* _SUPPLIED PASSAGE_:
— BEGIN —

# First Major Wild Fur Auction



## 220swift (Mar 2, 2011)

I hope everyone out there is taking advantage of these prices. Accross the board these prices are almost as good as it was in the late 1960's and 70's.

http://www.trapperpredatorcaller.com/article-index/first-major-wild-fur-auction-of-the-season-yields-encouraging-prices?et_mid=600069&rid=233680741


----------



## jswift (Dec 24, 2012)

Wow--They are a lot higher than I expected!


----------



## Gknoettgen (Dec 7, 2012)

That's promising


----------



## Ruger (Jan 22, 2011)

Thanks 220. I sold 2 cats yesterday. I cringed as I did so. I knew it was too early in the season to sell em, but I needed the $ to help finance the rest of the season. I sold one for $300 and another for $175. A couple of grey foxes for $20 a piece. Not gonna sell anything else til an auction next month. I've never done an auction before. I'm kinda anxious to give that a try.


----------



## 220swift (Mar 2, 2011)

good for you Ruger!!!!


----------



## coyotejon (Feb 4, 2010)

Ruger you won't be disappointed. Some times selling local is a quick way to get a few more tanks of gas for the line, I hear ya there.

— END —

* _DATASET CONTENT_:
— BEGIN —

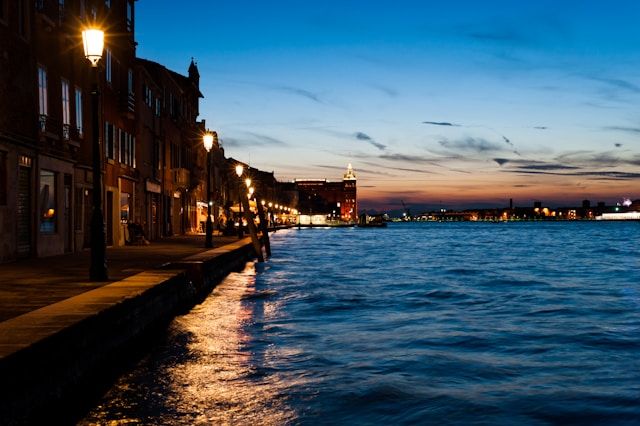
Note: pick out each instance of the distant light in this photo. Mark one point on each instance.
(207, 139)
(93, 41)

— END —

* _DIRECTIVE 1_:
Rewrite the fur auction thread beginning at "That's promising" and stopping after "that a try.", replacing "grey foxes" with "red foxes".
* _DIRECTIVE 2_:
Carry on the fur auction thread from the point where it stops.
The listing above comes from a separate source and is unrelated to the fur auction thread.

* _EXPECTED OUTPUT 1_:
That's promising


----------



## Ruger (Jan 22, 2011)

Thanks 220. I sold 2 cats yesterday. I cringed as I did so. I knew it was too early in the season to sell em, but I needed the $ to help finance the rest of the season. I sold one for $300 and another for $175. A couple of red foxes for $20 a piece. Not gonna sell anything else til an auction next month. I've never done an auction before. I'm kinda anxious to give that a try.

* _EXPECTED OUTPUT 2_:
----------



## hassell (Feb 9, 2010)

A few good prices, wolverine and wolf were lower then I figured, no marten mentioned!!!


----------



## azpredatorhunter (Jul 24, 2012)

No Bobcat/ Lynx cat prices?


----------



## 220swift (Mar 2, 2011)

cats will be in the March auction along with the fur that did not sell in this auction. They are expecting a good number of cats in the Colorado auction in Febuary.


----------



## Ruger (Jan 22, 2011)

From what I understand that auction was a "select" sale.


----------



## catcapper (Feb 11, 2010)

Your right Wayne.

awprint:


----------



## Ruger (Jan 22, 2011)

catcapper said:


> Your right Wayne.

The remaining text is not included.